[START OF Materials provided]

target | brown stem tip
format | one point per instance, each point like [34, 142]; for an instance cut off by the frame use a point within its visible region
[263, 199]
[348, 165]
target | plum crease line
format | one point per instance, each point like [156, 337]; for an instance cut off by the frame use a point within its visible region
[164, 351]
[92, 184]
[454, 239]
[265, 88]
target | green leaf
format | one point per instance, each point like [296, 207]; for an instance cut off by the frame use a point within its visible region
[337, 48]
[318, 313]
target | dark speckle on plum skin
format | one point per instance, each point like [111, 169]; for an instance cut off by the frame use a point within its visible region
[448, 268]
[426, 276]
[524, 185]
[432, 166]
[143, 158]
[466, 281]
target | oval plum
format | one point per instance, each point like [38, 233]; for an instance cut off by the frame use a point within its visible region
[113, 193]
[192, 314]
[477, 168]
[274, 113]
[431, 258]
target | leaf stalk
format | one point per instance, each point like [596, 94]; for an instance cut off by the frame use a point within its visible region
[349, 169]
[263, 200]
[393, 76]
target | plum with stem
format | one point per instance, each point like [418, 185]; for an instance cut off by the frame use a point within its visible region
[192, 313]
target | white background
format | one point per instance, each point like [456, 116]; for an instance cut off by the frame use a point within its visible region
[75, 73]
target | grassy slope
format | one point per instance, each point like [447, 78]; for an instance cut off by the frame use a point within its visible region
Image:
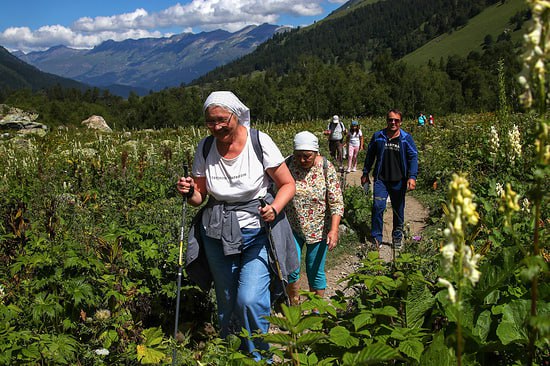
[490, 21]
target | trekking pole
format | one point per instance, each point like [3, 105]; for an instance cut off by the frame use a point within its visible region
[275, 256]
[180, 264]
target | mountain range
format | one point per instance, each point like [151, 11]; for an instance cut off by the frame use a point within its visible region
[359, 31]
[148, 64]
[16, 74]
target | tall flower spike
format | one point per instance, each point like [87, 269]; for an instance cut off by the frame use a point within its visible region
[514, 139]
[494, 143]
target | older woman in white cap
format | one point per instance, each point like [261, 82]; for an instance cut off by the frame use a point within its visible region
[314, 212]
[228, 243]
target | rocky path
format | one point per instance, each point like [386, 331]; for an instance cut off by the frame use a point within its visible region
[415, 216]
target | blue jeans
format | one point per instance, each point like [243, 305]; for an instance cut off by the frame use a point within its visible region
[396, 191]
[241, 282]
[315, 263]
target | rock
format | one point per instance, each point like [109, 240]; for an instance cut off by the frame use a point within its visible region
[22, 122]
[97, 123]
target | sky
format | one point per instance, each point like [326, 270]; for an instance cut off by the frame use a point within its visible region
[34, 25]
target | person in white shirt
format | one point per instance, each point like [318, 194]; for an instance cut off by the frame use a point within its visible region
[232, 234]
[336, 133]
[355, 144]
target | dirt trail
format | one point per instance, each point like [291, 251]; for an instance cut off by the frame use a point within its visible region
[415, 217]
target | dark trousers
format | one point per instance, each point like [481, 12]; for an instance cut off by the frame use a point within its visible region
[396, 191]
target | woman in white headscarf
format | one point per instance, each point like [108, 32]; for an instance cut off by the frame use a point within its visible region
[229, 232]
[314, 212]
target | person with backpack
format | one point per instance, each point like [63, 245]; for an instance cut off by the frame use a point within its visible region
[421, 120]
[355, 144]
[395, 158]
[314, 212]
[228, 242]
[336, 132]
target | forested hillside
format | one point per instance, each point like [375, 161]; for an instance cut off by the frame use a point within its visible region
[358, 34]
[348, 64]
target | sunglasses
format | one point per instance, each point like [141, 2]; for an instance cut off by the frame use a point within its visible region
[220, 122]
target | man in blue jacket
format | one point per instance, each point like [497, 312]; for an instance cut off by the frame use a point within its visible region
[394, 174]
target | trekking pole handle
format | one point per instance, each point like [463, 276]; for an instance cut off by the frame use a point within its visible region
[185, 170]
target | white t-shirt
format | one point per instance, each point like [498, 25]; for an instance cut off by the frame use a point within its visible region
[240, 179]
[355, 139]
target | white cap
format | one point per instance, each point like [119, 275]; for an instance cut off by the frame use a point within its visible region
[305, 140]
[228, 100]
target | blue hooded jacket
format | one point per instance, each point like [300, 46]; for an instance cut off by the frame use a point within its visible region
[375, 150]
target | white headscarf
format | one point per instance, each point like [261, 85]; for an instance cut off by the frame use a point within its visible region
[227, 99]
[305, 140]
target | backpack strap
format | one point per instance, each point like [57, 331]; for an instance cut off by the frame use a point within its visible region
[254, 136]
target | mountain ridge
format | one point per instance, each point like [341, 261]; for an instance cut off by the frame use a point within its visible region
[151, 63]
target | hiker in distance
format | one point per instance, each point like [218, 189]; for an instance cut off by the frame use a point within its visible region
[395, 158]
[228, 241]
[355, 144]
[314, 212]
[336, 132]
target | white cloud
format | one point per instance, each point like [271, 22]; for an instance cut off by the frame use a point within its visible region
[197, 15]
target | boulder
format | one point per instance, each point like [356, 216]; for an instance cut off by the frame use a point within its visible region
[97, 123]
[22, 122]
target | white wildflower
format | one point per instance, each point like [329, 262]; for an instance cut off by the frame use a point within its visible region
[447, 254]
[514, 139]
[494, 142]
[470, 265]
[450, 289]
[525, 205]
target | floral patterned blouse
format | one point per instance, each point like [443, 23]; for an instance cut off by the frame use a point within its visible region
[315, 201]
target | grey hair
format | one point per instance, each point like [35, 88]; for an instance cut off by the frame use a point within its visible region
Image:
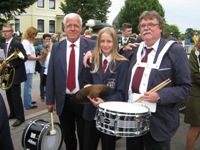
[72, 15]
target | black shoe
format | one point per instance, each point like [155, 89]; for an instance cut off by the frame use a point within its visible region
[32, 107]
[11, 116]
[117, 138]
[33, 102]
[43, 99]
[18, 122]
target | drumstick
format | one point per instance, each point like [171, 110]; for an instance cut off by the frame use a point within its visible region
[53, 131]
[156, 88]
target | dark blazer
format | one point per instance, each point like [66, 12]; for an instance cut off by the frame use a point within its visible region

[END OF Materials provided]

Task details:
Without the pictures, restate each entry exactly.

Expected answer:
target | brown stem tip
format | one point per instance, each point like [34, 142]; for an instance cut off by the frame use a point within its visible region
[263, 199]
[348, 165]
target | plum crease line
format | one point per instance, each point like [156, 337]; for an instance cut off by the frame use a point within its visible region
[164, 351]
[92, 184]
[454, 239]
[265, 88]
target | green leaf
format | one point per instance, each point like [296, 207]; for an instance cut off by the frame use a point within its visible region
[337, 48]
[318, 313]
target | dark speckle on plum skin
format | one point per instance, each point like [111, 169]; for an instance cut off by the frame use a point within its visible region
[448, 268]
[426, 276]
[524, 185]
[432, 166]
[143, 158]
[466, 281]
target | oval plum
format | one point per instance, each point like [38, 233]; for an instance cut off by the frame use a point within its visible region
[113, 193]
[192, 314]
[477, 168]
[274, 113]
[431, 258]
target | leaf stalk
format | one point per instance, each point like [596, 94]; for an instance cut off by the frame use a point within its visible region
[349, 169]
[263, 200]
[393, 76]
target | plum with stem
format | one point per instance, each point like [418, 185]; for an instance cut off by the frame use a point within its visible region
[192, 313]
target | white background
format | one point per instance, each point like [456, 116]; for an instance cut off by the frame use a point within its visible region
[75, 73]
target | grassy slope
format | one point per instance, each point like [447, 78]; for an instance cut off by the frame use a point within its visible region
Image:
[490, 21]
target | trekking pole
format | one point per instance, each point like [3, 105]; for an instance cut off by the frame use a point within its visible region
[275, 256]
[180, 264]
target | mountain range
format | one point per instance, each point like [151, 11]; for an instance cut off by the frame use a point within its visible region
[359, 31]
[148, 64]
[16, 74]
target | tall flower spike
format | one point per instance, each point like [87, 269]; for an instance cut off by the frame use a point within its visible region
[514, 139]
[494, 143]
target | older woman in white cap
format | one point per instance, each point like [261, 82]; for an instance cut off by the frame use a point within its visible region
[314, 212]
[228, 243]
target | rocky path
format | one point per instance, each point like [386, 331]; for an instance cut off by the frame use a point within its visible region
[415, 216]
target | blue jeans
format | one point per instance, each point like [243, 305]; for an instance cut off by the frame use a point within its visible region
[396, 191]
[241, 282]
[315, 263]
target | rock
format | one point per instance, each point like [109, 240]; for an instance cut off by the frame use a point within its visible region
[22, 122]
[97, 123]
target | sky
format | one point per instance, each point like [326, 270]; for an instance cut off by the frame use a point within its visible region
[34, 25]
target | person in white shirt
format | one point per instance, each point like [318, 194]; for an instance cut off by the frame use a point within its visible region
[232, 234]
[336, 133]
[355, 144]
target | dirt trail
format | one point per instance, each point like [291, 251]; for an instance cut off by the frame use a point within its visible region
[415, 217]
target | dark trousers
format | one point per instance, each point like [481, 12]; for an instance cut off by the frame use a point within its visible region
[396, 191]
target | woman in white headscarf
format | one point per instance, each point like [108, 32]; for an instance cut off by the frame use a point within its visible region
[229, 232]
[314, 212]
target | person with backpack
format | one point per instance, each point like [63, 245]; for an instance cut off by the frame use a point within its visible region
[421, 120]
[355, 144]
[395, 158]
[314, 212]
[228, 242]
[336, 132]
target | forested hillside
format | one point per instance, each point like [375, 161]; for an instance cut off by the frame use a point within its visible region
[358, 34]
[348, 64]
target | sunglasses
format | one point per instance, each point like [141, 2]; for an instance cut off by the frame use a point within its visible region
[220, 122]
target | man in blue jacket
format | one point per instance, each point like [497, 312]; for an instance cut off by the frame use a point within its visible region
[394, 174]
target | trekking pole handle
format | one point per instance, each point like [463, 276]; for an instance cut off by the frame use a point within its visible region
[185, 170]
target | white t-shirt
format | one point per instance, each point like [498, 25]; for an instance cut off by the frame use a point within its visible region
[240, 179]
[355, 139]
target | white cap
format | one point per instance, each point like [119, 275]; for an instance cut off by the frame use a point within its visible region
[305, 140]
[228, 100]
target | blue hooded jacket
format | one point per instance, each point like [300, 46]; for an instance cut off by the frame use a point within its visible region
[375, 150]
target | white headscarf
format | one point per instance, each point like [261, 85]; for an instance cut off by the frame use a point within its visible region
[227, 99]
[305, 140]
target | backpack strap
format | one point per instance, each point like [57, 331]; for an instance cut off by the frame use a point within its visible region
[254, 136]
target | mountain ridge
format | one point per instance, each point like [341, 261]; for an instance cut off by the frame use a point within its visible region
[151, 63]
target | hiker in distance
format | one point per instance, each point like [218, 189]; for an instance cut off by the frame use a point within its visible region
[395, 158]
[228, 241]
[355, 144]
[314, 212]
[336, 132]
target | white cloud
format | one point per instance, each point like [271, 22]; for an instance cut off by the frame use a point within its visible region
[197, 15]
target | boulder
format | one point per instance, each point like [356, 216]; for an instance cut off by the frame use a point within its visible region
[97, 123]
[22, 122]
target | white wildflower
format | one point per instance, each point like [329, 262]; for an instance cut off by the frame use a point within its visible region
[447, 254]
[514, 139]
[494, 142]
[470, 265]
[450, 289]
[525, 205]
target | floral patterned blouse
format | one point per instance, each point like [443, 23]; for an instance cut off by the frame use a point within its visible region
[315, 201]
target | grey hair
format | one point per instance, each point like [35, 88]; for an instance cut off by the frame use a point within its visible region
Image:
[72, 15]
target | black shoe
format | one point per instance, each point like [155, 89]; for an instance cut off by the frame use a point within its visible region
[32, 107]
[11, 116]
[117, 138]
[33, 102]
[43, 99]
[18, 122]
target | drumstick
format | one point per instance, each point like [171, 110]; for an instance cut off by the frame use a point within its visible region
[53, 131]
[156, 88]
target | dark blazer
format | one point per instance, each point like [66, 12]; for an instance cut off by the frame use a point within its visible region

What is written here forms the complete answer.